* _What you need to do_
Can you repeat, word for word, the stretch of the text on the Bhikhari Thakur album from "The Legacy of Bhikhari Thakur is" through "office in Mauritius."?

* _Provided text_
╔══
The Legacy of Bhikhari Thakur is a Bhojpuri language documentary folk album by Assamese Bhojpuri singer Kalpana Patowary, originally written by Bhikhari Thakur. It was released by London-based music label EMI/Virgin records on 14 May 2012 by the Vice Prime Minister of Mauritius Anil Bachoo and Arts and Cultural Minister Mookhesswur Choonee in the Prime Minister's office in Mauritius.

The album comprises nine tracks, all of which were written by Bhikari Thakur and Kalpana Patowary using minimal acoustics. The album starts with Bhikari parichay, an autobiographical narrative rendered by Kalpana. On the track Kalyug prem, Bhikhari Thakur talks about the anguish of women whose husbands have become addicted to alcohol. The song relates, "Born into a family of barbers, he, like many of his fellow natives, moved to Calcutta for work". Although he later wrote songs questioning the redundant ways and customs of the society, Bhikhari was initially illiterate. "It was a baniya in Calcutta who taught him to read and write," Kalpana said. He then returned to his village and formed the Bhikari Thakur Natak Mandali.

==Track listing==

| No. | Title | Writer(s) | Producer(s) | Length |
|---|---|---|---|---|
| 1. | "Bhikari Parichay" | Bhikhari Thakur | Kalpana Patowary | 00:07:01 |
| 2. | "Dagaria Johat Na" | Bhikhari Thakur | Kalpana Patowary | 00:04:22 |
| 3. | "Babu Ji" | Bhikhari Thakur | Kalpana Patowary | 00:08:11 |
| 4. | "Ramlila Gaan" | Bhikhari Thakur | Kalpana Patowary | 00:03:42 |
| 5. | "Piyaari Sundari" | Bhikhari Thakur | Kalpana Patowary | 00:07:39 |
| 6. | "Kalyug Prem" | Bhikhari Thakur | Kalpana Patowary | 00:04:42 |
| 7. | "Lagania" | Bhikhari Thakur | Kalpana Patowary | 00:04:55 |
| 8. | "Raas Lila" | Bhikhari Thakur | Kalpana Patowary | 00:13:54 |
| 9. | "Bidhata" | Bhikhari Thakur | Kalpana Patowary | 00:06:24 |

== Awards ==
The Legacy of Bhikhari Thakur was nominated as Best Folk Album in the non-film music category in GIMA 2013 Global Indian Music Academy awards.
╚══
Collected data
╔══
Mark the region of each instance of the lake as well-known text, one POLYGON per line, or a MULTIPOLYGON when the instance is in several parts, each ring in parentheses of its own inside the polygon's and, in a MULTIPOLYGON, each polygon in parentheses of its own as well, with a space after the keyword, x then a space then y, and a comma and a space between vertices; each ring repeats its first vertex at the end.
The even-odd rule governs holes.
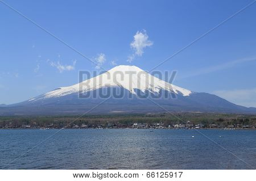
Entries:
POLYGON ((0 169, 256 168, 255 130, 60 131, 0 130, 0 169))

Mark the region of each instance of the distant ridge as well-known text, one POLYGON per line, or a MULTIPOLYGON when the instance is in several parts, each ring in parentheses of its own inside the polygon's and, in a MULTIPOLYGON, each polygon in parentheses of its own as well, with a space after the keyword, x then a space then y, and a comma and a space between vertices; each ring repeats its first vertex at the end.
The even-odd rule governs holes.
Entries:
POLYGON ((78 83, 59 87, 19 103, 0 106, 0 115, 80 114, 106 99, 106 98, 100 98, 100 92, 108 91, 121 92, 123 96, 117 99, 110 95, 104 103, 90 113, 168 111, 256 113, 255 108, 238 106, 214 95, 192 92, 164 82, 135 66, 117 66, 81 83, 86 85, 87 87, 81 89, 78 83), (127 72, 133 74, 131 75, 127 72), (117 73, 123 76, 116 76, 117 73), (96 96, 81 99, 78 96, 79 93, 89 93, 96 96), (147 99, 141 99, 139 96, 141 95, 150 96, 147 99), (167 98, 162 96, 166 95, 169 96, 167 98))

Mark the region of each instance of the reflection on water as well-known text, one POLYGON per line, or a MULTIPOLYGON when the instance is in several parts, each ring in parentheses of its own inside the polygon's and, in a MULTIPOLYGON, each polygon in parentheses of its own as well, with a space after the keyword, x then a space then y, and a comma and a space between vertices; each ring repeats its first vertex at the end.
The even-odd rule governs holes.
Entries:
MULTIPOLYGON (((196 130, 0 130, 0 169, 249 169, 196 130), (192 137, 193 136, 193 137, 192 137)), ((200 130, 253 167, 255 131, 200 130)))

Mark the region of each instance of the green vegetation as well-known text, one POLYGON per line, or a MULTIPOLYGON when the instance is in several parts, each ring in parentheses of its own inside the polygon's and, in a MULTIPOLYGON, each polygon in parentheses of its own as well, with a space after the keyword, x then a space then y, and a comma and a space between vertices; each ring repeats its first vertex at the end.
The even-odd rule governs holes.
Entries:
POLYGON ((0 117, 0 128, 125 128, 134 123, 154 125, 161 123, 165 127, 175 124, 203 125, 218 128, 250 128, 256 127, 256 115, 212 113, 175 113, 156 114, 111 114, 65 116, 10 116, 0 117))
╚══
* _Output below_
The Legacy of Bhikhari Thakur is a Bhojpuri language documentary folk album by Assamese Bhojpuri singer Kalpana Patowary, originally written by Bhikhari Thakur. It was released by London-based music label EMI/Virgin records on 14 May 2012 by the Vice Prime Minister of Mauritius Anil Bachoo and Arts and Cultural Minister Mookhesswur Choonee in the Prime Minister's office in Mauritius.